Collected data
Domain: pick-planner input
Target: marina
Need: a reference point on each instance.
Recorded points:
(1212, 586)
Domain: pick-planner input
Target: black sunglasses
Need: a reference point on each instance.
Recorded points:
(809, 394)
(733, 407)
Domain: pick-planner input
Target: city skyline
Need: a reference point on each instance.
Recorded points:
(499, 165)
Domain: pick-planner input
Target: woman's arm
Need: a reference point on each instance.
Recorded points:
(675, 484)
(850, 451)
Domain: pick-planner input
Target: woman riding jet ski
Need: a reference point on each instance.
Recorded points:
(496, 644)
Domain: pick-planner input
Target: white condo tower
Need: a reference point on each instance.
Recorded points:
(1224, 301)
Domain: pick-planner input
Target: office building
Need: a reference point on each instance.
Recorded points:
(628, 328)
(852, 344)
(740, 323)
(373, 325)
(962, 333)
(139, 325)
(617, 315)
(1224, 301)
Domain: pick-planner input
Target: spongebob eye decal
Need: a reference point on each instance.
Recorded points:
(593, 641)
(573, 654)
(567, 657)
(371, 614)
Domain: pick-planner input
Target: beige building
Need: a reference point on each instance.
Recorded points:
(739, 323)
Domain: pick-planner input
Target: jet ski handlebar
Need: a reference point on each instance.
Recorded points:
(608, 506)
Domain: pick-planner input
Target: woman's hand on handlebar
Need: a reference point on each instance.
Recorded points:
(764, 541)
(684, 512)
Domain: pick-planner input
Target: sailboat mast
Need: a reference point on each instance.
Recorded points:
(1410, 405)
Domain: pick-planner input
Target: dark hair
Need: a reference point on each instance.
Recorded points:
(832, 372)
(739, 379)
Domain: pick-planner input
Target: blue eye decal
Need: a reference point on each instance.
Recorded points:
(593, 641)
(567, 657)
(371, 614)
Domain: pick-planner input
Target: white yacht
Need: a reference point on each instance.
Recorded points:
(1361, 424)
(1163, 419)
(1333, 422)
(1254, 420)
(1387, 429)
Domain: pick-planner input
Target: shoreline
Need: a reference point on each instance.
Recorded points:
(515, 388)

EXERCISE DETAILS ▸ Identify each line in the records above that contains the string "decal", and copy those lines in full.

SOLUTION FOR THIS TASK ▸
Target: spongebob eye decal
Target: blue eye decal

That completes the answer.